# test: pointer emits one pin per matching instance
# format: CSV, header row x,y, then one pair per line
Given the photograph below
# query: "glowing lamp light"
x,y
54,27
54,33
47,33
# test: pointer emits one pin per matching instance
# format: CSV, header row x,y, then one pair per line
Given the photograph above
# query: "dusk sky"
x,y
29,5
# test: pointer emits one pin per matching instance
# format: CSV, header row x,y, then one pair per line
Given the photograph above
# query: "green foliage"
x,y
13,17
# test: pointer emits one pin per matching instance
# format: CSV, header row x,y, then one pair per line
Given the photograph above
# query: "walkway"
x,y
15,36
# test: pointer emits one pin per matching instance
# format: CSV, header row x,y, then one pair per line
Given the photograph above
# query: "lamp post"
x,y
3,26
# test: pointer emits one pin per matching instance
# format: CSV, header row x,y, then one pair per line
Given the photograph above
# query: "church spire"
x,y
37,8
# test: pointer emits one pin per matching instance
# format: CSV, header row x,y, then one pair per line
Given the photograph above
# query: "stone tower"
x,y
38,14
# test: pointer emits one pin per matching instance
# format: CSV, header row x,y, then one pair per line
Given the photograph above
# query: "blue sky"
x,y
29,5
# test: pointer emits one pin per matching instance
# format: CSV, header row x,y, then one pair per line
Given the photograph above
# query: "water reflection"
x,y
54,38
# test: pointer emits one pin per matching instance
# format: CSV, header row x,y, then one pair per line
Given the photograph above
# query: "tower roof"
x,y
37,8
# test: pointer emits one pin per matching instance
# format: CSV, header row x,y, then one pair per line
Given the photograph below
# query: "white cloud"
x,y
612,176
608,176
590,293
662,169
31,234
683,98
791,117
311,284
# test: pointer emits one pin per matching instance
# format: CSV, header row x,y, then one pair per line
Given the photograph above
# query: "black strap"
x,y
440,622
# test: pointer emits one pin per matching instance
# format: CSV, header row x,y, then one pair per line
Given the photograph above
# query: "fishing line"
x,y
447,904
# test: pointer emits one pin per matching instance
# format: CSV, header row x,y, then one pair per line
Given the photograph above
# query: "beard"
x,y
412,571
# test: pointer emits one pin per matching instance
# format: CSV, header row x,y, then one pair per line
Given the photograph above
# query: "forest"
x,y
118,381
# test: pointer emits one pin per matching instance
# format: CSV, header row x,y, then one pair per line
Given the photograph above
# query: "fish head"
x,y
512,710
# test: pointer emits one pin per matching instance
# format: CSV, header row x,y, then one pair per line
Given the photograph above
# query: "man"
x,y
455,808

Written task
Please return each line of the data above that contains the string "lamp". Case counts.

Result of the exercise
# query: "glowing lamp light"
# query: "lamp post"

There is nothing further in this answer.